=== WHAT YOU HAVE TO DO ===
Write out, word for word, everything in the Passat crash-test article from "Meanwhile, the Passat" down to "loaded with features.".

=== SOURCE DOCUMENT ===
--

Failed VW Passat Crash Test Linked To Sedan’s Downfall In China
11 August 2021 - motor1
VW fixed it, people stopped buying.
In December 2019, a Volkswagen Passat utterly failed a crash test by the Chinese insurance industry body. VW responded by re-engineering the model to be safer, but the model's sales have plummeted in the wake of the controversy.
The Passat passed the C-NCAP test by the Chinese government, but CIRI Auto Technology Institute has a more stringent evaluation regime. This included a small overlap crash that subjected 25 percent of the vehicle's front against an obstacle. In comparison, the C-NCAP overlap test uses 40 percent of the nose in the impact.
As the video above shows, the Passat's A-pillar folded like laundry in the crash. The dummy's head barely touched the airbag, and instead, the person's face slammed into the dashboard. CIRI gave the VW a Poor rating for clear reasons.
According to Reuters, there was a massive public backlash against VW in China, and the company responded by sending engineers to its SAIC-Volkswagen joint venture to figure out a way to fix the Passat. They figured out the sedan needed extra material at the front that was going to add about 400 yuan ($62) per vehicle.
VW introduced the tweaked Passat in mid-2020. When CIRI re-tested it, the model passed the small overlap crash test.
However, buyers in China haven't been quick to return to the Passat. In 2020, VW-SAIC saw sales of the sedan drop 32 percent. Even taking COVID-19 into account, overall vehicle deliveries dropped 6.8 percent in China last year, according to Reuters.
Meanwhile, the Passat is getting the axe in the US after the 2022 model year. VW is sending it off in America with 1,973 examples of a Limited Edition (gallery above) that comes loaded with features.

--

=== DATA ===

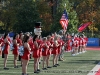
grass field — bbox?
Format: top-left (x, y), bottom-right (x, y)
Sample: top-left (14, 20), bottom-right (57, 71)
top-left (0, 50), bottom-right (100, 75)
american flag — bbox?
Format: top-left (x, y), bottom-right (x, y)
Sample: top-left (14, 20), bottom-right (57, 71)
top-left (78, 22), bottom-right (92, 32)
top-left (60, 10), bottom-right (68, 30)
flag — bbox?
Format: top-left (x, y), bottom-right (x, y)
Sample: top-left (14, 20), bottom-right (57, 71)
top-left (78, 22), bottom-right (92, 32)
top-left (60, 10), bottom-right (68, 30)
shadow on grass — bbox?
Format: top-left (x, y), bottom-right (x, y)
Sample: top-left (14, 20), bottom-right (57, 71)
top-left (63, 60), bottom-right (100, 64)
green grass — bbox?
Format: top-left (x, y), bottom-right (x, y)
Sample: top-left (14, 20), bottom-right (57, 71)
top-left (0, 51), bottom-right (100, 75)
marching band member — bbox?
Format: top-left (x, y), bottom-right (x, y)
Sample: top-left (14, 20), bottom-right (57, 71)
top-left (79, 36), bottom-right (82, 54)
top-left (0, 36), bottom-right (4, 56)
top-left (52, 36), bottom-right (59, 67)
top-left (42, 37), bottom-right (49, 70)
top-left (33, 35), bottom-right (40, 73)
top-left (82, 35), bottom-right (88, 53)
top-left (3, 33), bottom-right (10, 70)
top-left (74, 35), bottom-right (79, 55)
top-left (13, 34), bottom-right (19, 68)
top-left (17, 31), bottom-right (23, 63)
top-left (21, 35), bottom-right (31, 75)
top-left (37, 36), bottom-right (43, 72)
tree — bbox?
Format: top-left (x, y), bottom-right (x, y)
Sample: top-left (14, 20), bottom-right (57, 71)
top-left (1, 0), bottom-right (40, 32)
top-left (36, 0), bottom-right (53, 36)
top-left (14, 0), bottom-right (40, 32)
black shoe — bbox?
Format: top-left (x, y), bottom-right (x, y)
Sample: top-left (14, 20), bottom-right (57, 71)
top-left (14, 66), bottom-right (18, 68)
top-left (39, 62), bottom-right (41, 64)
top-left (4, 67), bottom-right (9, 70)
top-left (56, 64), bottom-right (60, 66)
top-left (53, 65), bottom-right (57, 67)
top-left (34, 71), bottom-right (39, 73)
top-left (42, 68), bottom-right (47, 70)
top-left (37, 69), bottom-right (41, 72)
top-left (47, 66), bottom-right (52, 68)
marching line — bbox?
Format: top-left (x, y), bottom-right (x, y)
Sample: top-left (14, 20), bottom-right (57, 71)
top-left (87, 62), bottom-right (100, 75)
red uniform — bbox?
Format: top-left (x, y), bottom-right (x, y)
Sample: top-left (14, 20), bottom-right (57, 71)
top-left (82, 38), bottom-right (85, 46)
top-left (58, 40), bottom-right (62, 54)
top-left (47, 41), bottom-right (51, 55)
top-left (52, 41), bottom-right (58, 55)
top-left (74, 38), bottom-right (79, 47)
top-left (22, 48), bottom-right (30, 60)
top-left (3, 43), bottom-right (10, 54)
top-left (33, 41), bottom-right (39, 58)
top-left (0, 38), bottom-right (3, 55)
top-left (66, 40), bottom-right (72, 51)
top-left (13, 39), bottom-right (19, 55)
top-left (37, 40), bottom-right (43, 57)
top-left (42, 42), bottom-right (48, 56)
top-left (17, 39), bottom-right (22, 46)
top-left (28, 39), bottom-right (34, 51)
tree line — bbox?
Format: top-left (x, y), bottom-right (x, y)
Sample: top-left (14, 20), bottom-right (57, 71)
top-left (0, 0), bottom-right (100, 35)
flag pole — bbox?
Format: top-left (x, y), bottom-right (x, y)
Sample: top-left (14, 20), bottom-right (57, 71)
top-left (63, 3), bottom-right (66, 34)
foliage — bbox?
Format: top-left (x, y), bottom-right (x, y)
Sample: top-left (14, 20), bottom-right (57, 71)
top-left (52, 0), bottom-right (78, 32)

--

=== ANSWER TO THIS TASK ===
Meanwhile, the Passat is getting the axe in the US after the 2022 model year. VW is sending it off in America with 1,973 examples of a Limited Edition (gallery above) that comes loaded with features.